EXERCISE A → Report how many lines of the entries contain the word "pedestal". Give only the number.

PROVIDED PASSAGE →
* * *

Client
Client provides high level MQTT client APIs.
Include header files
To use async_mqtt, include the following header file:
#include <async_mqtt/all.hpp>In addition, if you want to use TLS and/or WebSocket, include the following header files. They are not included in all.hpp.
For TLS:
#include <async_mqtt/asio_bind/predefined_layer/mqtts.hpp>For Websocket
#include <async_mqtt/asio_bind/predefined_layer/ws.hpp>For Websocket on TLS
#include <async_mqtt/asio_bind/predefined_layer/wss.hpp>Create client
First, choose MQTT protocol version (v3.1.1 or v5), and then choose underlying layer.
The following namespace alias is defined in the all code example:
namespace as = boost::asio;
namespace tls = as::ssl;mqtt
using client_t = am::client<am::protocol_version::v3_1_1, am::protocol::mqtt;
as::io_context ioc;
auto amcl = client_t{
ioc.get_executor() // args for underlying layer (mqtt)
// mqtt is as::basic_stream_socket<as::ip::tcp, as::io_context::executor_type>
};
// handshake underlying layers
co_await amcl.async_underlying_handshake(host, port, as::use_awaitable);mqtts
using client_t = am::client<am::protocol_version::v5, am::protocol::mqtts>;
as::io_context ioc;
am::tls::context ctx{am::tls::context::tlsv12};
ctx.set_verify_mode(am::tls::verify_none);
// If you want to check server certificate, set cacert as follows.
// ctx.load_verify_file(cacert);
// You the broker requires additional TLS layer information,
// you can use OpenSSL directly.
//
// static const unsigned char protos[5] = {4, 'm','q','t','t'};
// auto res = SSL_CTX_set_alpn_protos(ctx.native_handle(), protos, 5);
// // (check res)
auto amcl = client_t{
ioc.get_executor(), // args for underlying layer (as::ssl::stream<mqtt>)

* * *

THE DATA →
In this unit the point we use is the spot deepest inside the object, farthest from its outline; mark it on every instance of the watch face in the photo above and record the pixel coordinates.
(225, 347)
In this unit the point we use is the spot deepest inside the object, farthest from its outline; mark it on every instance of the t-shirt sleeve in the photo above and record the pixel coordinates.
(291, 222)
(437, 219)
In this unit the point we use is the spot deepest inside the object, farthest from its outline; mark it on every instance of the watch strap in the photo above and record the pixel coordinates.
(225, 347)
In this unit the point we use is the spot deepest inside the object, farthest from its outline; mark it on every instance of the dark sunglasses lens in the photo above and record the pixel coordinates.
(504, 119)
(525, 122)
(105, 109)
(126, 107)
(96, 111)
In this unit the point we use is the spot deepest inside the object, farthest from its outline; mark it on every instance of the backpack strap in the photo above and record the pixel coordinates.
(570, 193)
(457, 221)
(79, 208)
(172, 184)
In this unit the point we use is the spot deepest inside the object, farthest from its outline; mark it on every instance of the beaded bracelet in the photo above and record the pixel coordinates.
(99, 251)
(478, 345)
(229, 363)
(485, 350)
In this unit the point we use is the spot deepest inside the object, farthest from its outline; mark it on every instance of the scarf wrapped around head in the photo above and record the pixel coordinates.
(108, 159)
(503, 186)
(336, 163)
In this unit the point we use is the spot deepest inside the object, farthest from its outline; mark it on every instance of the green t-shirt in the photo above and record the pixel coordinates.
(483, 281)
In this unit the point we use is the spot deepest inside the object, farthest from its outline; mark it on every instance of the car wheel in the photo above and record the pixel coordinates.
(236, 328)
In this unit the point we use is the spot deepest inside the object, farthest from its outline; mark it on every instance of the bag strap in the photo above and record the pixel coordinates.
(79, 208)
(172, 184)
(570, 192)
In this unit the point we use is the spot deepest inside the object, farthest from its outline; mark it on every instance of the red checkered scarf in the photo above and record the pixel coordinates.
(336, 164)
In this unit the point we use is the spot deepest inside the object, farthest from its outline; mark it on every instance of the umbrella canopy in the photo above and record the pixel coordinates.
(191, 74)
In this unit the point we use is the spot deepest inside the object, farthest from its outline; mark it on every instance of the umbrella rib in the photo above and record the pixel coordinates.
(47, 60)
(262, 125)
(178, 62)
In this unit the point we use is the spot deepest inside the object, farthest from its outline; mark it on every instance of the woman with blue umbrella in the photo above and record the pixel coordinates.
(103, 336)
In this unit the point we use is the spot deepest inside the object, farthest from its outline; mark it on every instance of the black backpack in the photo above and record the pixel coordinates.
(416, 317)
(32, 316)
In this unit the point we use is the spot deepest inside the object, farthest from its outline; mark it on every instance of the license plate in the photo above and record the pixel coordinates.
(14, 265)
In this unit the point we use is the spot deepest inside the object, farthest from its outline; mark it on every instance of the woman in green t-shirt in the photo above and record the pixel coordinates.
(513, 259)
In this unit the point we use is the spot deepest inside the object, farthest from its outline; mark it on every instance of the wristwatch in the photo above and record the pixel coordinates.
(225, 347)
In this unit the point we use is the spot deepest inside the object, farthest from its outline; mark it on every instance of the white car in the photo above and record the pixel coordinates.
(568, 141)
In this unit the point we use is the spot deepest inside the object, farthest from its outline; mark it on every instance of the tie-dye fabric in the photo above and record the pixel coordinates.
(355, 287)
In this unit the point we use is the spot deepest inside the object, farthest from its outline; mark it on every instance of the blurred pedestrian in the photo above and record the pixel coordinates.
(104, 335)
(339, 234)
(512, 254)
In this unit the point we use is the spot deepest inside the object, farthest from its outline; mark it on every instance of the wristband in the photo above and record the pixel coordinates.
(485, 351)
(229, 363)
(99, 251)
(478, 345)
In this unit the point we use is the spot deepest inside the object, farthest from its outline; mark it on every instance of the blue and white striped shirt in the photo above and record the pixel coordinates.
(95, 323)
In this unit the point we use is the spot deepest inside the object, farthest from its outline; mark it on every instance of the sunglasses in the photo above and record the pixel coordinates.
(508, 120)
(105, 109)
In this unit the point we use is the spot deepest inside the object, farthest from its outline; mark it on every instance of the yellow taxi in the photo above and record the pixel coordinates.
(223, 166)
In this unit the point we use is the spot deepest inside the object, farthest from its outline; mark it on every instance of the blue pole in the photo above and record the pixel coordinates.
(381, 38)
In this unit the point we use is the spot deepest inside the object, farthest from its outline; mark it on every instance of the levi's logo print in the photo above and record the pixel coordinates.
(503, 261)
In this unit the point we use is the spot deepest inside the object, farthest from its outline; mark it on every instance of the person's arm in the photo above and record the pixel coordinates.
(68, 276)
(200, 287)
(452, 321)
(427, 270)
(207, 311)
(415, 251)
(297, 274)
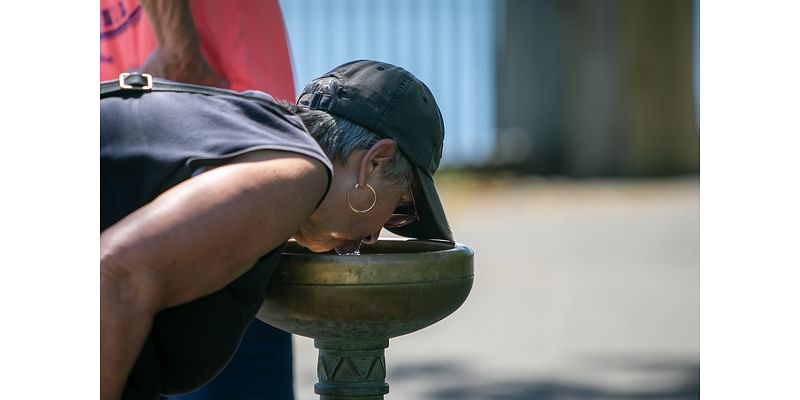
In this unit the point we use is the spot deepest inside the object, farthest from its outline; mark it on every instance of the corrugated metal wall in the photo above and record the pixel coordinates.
(448, 44)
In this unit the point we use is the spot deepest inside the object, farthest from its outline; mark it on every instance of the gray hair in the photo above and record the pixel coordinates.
(340, 137)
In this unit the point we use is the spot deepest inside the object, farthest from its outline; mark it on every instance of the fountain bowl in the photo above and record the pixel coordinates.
(393, 288)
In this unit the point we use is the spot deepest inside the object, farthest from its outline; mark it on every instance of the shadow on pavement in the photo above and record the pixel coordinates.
(665, 380)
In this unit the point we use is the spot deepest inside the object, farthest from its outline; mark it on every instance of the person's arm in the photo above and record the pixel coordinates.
(177, 55)
(193, 240)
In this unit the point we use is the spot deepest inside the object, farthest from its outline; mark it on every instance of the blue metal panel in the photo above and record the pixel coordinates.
(449, 44)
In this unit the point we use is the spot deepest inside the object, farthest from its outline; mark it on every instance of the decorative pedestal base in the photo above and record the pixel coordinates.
(351, 369)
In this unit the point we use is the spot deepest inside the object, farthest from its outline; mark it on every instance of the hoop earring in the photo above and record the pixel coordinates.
(374, 199)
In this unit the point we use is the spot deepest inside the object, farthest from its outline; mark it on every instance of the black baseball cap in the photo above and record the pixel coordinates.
(393, 103)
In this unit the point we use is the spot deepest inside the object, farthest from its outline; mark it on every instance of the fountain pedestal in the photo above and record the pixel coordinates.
(352, 305)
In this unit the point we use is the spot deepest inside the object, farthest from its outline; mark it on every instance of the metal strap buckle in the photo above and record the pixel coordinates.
(147, 86)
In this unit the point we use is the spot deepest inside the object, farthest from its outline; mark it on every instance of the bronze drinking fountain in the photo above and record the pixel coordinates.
(352, 305)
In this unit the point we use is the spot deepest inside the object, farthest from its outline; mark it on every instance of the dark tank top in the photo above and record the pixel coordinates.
(151, 141)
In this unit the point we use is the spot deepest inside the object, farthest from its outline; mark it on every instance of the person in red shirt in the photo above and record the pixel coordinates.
(234, 44)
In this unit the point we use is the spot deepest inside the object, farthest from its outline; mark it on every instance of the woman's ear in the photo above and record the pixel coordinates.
(380, 154)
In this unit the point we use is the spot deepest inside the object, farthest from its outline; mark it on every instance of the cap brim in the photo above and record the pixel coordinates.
(432, 223)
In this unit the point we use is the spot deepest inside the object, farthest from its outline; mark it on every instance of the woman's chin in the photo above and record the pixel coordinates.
(315, 247)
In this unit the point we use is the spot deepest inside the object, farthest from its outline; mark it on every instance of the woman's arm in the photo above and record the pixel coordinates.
(193, 240)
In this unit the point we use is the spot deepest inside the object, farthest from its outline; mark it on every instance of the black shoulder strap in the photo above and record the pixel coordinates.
(137, 82)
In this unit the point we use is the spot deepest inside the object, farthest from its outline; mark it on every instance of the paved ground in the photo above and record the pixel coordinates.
(583, 290)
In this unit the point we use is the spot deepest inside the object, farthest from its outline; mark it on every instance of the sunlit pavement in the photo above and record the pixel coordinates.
(583, 290)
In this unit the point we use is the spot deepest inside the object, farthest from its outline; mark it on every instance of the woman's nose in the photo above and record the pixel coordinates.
(371, 238)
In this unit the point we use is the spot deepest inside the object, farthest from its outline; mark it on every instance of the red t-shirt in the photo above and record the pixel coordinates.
(244, 41)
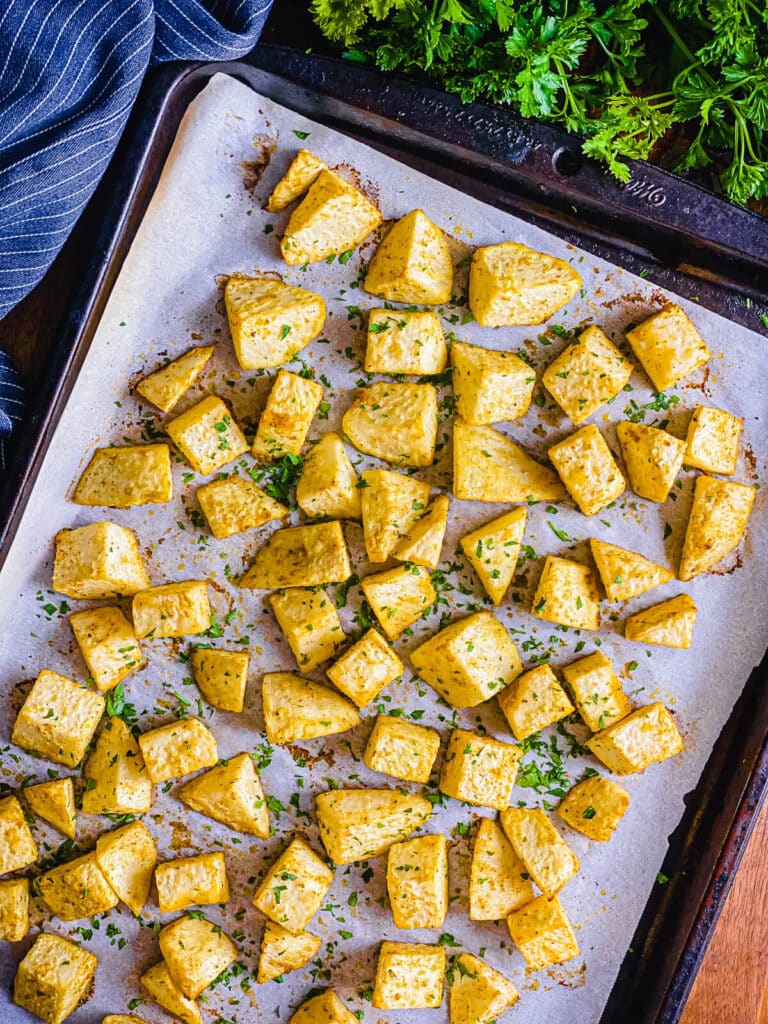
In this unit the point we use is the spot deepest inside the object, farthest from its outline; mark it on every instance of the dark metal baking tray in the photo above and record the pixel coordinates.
(678, 235)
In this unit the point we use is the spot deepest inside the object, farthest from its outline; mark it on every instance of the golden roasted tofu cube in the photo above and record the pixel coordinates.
(479, 993)
(122, 477)
(54, 977)
(332, 218)
(294, 888)
(329, 484)
(126, 858)
(626, 573)
(409, 976)
(54, 802)
(366, 668)
(392, 504)
(299, 709)
(652, 459)
(177, 749)
(116, 776)
(494, 549)
(417, 882)
(423, 543)
(300, 556)
(642, 738)
(270, 322)
(498, 883)
(172, 609)
(488, 467)
(57, 719)
(535, 700)
(567, 595)
(594, 807)
(717, 523)
(479, 770)
(712, 443)
(668, 346)
(587, 374)
(14, 909)
(401, 749)
(100, 560)
(287, 416)
(413, 263)
(309, 623)
(161, 987)
(488, 385)
(196, 952)
(108, 644)
(235, 505)
(77, 889)
(589, 471)
(207, 435)
(221, 676)
(468, 662)
(192, 882)
(669, 624)
(511, 285)
(166, 385)
(545, 854)
(231, 794)
(17, 848)
(404, 341)
(357, 824)
(597, 691)
(282, 951)
(398, 597)
(303, 170)
(394, 422)
(543, 933)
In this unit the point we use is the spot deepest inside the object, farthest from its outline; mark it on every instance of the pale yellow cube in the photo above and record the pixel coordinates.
(294, 887)
(545, 854)
(594, 807)
(535, 700)
(100, 560)
(567, 595)
(57, 719)
(589, 471)
(712, 443)
(668, 346)
(310, 625)
(642, 738)
(401, 749)
(177, 749)
(543, 933)
(172, 609)
(489, 385)
(413, 263)
(597, 691)
(512, 285)
(207, 435)
(468, 662)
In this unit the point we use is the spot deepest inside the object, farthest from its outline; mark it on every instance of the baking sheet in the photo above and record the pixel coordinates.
(203, 223)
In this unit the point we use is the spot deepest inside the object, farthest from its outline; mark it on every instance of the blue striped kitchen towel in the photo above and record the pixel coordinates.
(70, 71)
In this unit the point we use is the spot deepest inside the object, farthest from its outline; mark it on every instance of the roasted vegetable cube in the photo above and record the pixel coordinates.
(468, 662)
(294, 888)
(401, 749)
(511, 285)
(668, 346)
(413, 263)
(642, 738)
(57, 719)
(98, 561)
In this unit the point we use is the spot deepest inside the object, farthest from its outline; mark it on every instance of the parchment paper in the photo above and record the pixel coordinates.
(203, 223)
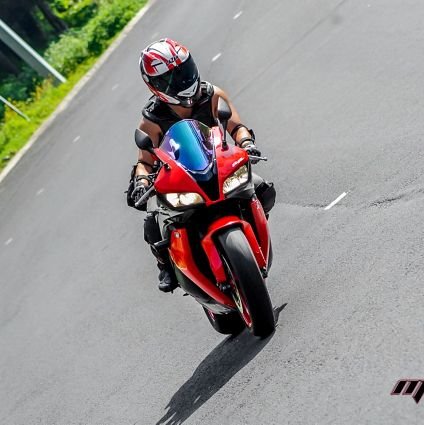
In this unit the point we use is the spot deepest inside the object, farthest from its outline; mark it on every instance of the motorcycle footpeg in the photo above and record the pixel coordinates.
(164, 244)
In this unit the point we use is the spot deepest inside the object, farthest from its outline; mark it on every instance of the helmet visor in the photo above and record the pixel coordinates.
(176, 80)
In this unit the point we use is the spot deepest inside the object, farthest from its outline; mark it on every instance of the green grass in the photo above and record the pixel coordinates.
(15, 131)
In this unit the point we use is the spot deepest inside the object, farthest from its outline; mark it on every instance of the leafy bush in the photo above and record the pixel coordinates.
(68, 52)
(75, 46)
(76, 13)
(73, 55)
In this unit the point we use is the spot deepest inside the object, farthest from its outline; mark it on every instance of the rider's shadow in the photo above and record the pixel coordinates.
(230, 356)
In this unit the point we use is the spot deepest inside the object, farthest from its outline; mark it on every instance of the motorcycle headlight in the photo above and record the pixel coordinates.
(184, 199)
(238, 178)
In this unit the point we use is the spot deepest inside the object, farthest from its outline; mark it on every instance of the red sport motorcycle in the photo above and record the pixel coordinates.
(212, 223)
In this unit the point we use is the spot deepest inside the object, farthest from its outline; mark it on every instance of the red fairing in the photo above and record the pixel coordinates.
(261, 224)
(228, 160)
(180, 252)
(178, 180)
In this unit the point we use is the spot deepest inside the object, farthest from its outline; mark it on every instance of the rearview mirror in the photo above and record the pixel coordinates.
(224, 110)
(143, 141)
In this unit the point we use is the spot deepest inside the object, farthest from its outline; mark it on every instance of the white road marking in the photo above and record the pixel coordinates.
(335, 201)
(216, 57)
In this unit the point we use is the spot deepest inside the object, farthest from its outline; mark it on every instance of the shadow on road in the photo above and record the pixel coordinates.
(230, 356)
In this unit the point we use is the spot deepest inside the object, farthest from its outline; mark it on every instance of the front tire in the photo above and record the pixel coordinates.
(250, 292)
(225, 323)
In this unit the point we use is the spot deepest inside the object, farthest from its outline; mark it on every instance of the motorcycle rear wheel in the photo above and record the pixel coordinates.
(250, 292)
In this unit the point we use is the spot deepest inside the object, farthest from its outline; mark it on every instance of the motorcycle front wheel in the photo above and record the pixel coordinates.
(249, 290)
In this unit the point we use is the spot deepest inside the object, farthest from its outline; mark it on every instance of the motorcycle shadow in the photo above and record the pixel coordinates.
(230, 356)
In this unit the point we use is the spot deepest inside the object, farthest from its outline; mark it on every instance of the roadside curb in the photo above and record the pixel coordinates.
(75, 90)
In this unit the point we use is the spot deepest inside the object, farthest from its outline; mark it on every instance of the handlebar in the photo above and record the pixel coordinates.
(145, 196)
(258, 158)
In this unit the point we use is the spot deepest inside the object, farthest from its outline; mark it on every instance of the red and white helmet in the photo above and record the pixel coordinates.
(168, 69)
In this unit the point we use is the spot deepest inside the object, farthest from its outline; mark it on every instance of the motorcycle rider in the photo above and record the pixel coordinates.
(171, 74)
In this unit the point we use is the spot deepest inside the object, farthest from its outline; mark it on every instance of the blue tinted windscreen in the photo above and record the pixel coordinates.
(190, 143)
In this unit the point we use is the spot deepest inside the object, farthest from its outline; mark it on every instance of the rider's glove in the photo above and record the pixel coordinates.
(140, 190)
(251, 149)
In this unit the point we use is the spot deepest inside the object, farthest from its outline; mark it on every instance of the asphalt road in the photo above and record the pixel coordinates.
(334, 91)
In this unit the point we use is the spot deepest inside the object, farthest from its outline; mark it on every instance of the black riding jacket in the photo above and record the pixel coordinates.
(161, 114)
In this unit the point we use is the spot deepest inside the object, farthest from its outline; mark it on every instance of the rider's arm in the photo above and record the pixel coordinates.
(242, 132)
(145, 159)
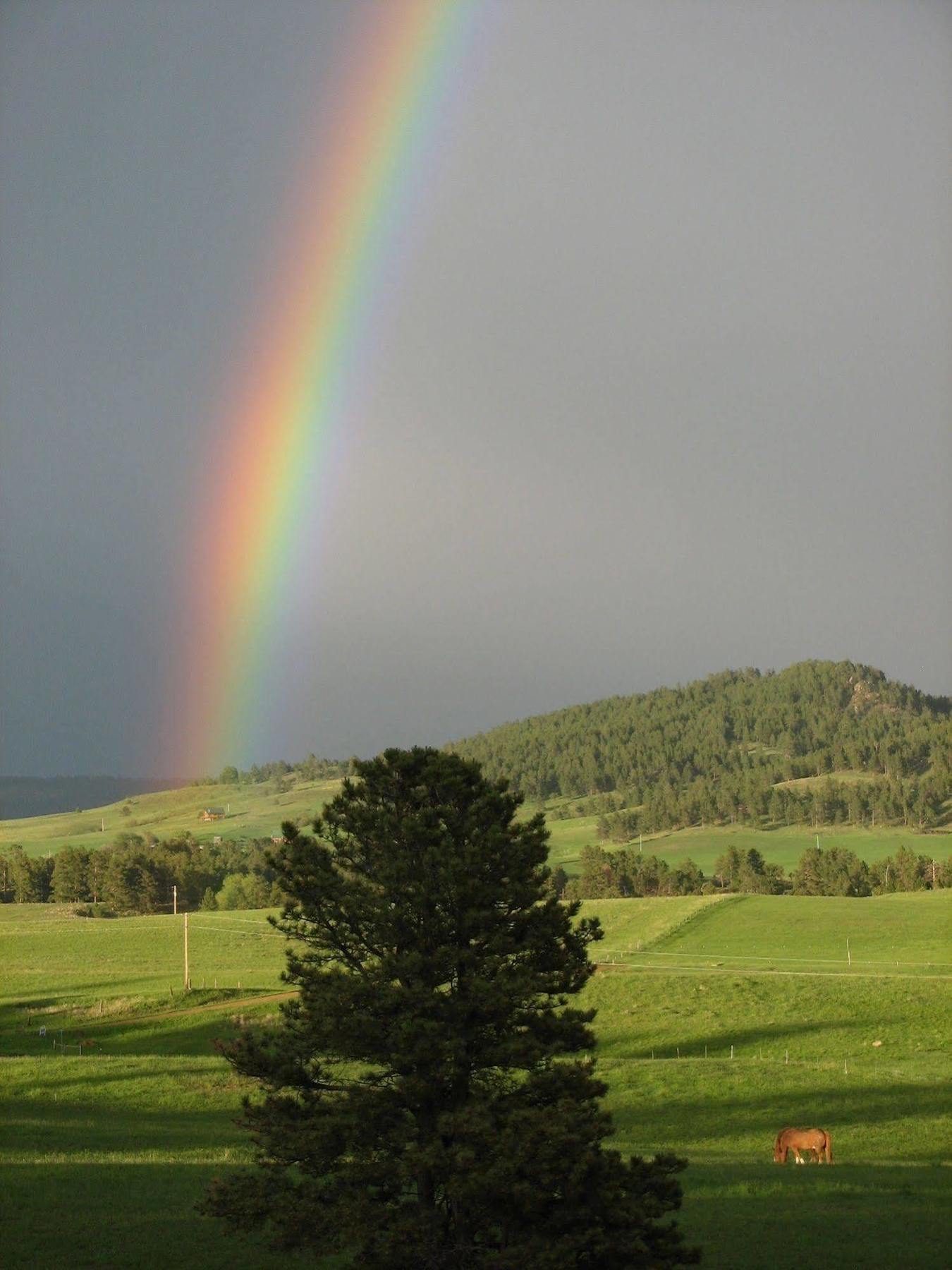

* * *

EXERCISE B →
Answer these questions from the async_mqtt client page:
(i) Which header file does the page say to include in order to use async_mqtt?
(ii) Which two MQTT protocol versions can be chosen when creating a client?
(iii) In the mqtts example, which constant is passed when constructing the TLS context?

TASK OUTPUT A → 2

TASK OUTPUT B →
(i) #include <async_mqtt/all.hpp>
(ii) v3.1.1 and v5
(iii) am::tls::context::tlsv12